REQUIRED WORK: Skipping each picture, output the entries exactly as they stand below.

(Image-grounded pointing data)

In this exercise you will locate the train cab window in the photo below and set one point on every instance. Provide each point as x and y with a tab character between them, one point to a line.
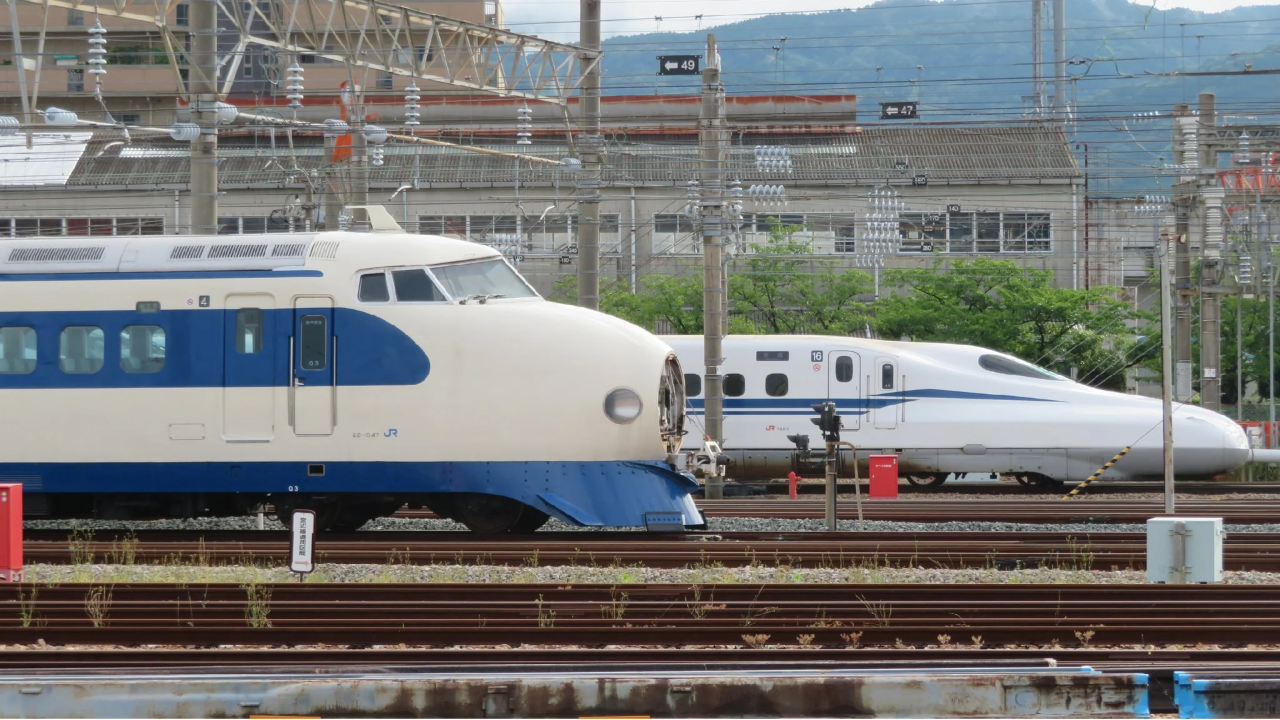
693	384
844	369
17	350
485	277
1013	367
81	350
416	286
314	342
776	384
142	349
373	288
735	384
248	331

EXERCISE RESULT:
In this exercise you will locate the train cab window in the photo below and set one point on every instance. Provide each point as x and y with a tab character between them, one point to a line.
693	384
844	369
17	350
485	277
1013	367
81	350
416	286
314	342
776	384
142	349
373	288
735	384
248	331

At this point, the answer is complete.